(Referring expression grounding data)
---------------

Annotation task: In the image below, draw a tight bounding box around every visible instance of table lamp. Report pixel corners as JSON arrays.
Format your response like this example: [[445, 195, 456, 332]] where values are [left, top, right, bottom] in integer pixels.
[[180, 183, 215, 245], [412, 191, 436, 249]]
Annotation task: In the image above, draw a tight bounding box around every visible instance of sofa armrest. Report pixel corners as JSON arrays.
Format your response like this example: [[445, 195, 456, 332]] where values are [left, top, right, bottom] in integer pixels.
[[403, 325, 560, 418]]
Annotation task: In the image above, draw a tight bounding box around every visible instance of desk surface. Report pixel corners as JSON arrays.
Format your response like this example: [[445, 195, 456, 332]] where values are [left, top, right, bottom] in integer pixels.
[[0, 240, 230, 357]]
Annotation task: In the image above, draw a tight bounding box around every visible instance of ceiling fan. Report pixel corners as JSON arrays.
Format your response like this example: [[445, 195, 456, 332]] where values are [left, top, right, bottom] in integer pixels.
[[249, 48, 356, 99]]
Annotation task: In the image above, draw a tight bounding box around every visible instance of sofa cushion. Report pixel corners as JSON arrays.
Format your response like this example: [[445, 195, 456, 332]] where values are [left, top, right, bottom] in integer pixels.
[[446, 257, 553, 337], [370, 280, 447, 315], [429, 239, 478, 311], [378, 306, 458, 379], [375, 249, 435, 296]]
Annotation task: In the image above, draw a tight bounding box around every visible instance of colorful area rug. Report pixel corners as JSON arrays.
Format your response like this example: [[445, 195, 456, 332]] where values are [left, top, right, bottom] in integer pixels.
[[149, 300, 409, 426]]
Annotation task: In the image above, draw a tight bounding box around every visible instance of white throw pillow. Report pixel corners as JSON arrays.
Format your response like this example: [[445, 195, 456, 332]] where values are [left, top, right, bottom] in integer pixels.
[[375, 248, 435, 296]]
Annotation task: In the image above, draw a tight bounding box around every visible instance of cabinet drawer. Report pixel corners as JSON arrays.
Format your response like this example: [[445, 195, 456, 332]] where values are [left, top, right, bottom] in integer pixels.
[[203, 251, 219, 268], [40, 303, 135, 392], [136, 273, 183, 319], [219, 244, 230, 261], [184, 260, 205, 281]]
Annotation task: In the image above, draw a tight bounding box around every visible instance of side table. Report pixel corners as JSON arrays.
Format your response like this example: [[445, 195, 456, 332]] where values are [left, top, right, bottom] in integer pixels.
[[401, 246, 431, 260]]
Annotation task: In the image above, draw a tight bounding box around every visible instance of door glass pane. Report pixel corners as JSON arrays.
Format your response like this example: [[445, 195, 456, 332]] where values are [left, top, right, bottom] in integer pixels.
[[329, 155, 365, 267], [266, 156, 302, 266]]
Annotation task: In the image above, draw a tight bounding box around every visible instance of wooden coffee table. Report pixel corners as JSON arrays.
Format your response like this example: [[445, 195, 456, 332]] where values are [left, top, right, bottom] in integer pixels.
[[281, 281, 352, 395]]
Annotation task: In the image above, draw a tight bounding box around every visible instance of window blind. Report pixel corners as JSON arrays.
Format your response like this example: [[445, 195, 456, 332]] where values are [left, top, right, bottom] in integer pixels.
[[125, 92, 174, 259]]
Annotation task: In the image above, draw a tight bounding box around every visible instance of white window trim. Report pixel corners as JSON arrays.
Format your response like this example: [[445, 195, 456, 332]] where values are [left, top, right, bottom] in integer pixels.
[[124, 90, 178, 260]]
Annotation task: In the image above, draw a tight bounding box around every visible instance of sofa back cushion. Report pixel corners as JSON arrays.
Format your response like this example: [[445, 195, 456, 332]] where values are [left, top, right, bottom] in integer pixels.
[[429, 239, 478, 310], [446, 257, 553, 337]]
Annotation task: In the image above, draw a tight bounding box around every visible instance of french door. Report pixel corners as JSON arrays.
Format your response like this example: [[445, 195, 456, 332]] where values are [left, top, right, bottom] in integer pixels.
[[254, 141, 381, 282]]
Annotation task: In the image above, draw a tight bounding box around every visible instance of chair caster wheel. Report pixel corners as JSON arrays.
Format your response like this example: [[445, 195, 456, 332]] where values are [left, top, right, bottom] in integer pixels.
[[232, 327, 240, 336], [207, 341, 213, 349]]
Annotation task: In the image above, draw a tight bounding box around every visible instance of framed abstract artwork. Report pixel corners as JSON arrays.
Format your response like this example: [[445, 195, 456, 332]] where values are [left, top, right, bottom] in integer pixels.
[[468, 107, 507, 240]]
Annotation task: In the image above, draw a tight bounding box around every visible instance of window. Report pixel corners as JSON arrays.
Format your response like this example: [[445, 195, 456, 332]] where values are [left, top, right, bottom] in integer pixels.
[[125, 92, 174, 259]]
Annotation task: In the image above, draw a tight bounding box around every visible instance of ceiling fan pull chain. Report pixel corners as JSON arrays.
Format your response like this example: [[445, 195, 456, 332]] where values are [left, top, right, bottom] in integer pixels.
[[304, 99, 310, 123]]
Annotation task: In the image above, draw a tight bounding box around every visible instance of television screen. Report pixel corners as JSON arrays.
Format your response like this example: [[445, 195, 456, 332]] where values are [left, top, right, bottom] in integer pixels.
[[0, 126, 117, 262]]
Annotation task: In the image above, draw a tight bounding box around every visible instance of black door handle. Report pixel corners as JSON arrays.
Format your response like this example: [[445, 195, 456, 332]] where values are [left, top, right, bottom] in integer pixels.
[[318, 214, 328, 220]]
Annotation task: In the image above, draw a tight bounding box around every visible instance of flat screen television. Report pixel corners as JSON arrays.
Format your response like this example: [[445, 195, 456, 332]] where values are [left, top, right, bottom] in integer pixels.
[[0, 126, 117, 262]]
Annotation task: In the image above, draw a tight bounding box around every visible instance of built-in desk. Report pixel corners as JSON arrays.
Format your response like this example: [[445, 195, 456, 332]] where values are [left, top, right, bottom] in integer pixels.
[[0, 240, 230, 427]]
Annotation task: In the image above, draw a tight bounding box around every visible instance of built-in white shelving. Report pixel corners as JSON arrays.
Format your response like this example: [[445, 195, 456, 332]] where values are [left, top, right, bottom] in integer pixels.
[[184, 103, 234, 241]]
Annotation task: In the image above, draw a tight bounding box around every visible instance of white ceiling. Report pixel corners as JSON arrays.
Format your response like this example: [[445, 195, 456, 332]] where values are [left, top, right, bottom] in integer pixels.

---------------

Work request: Please give a count of the lines in the records where the word "cushion" occurs, with nothing besides it.

Response for this exercise: 2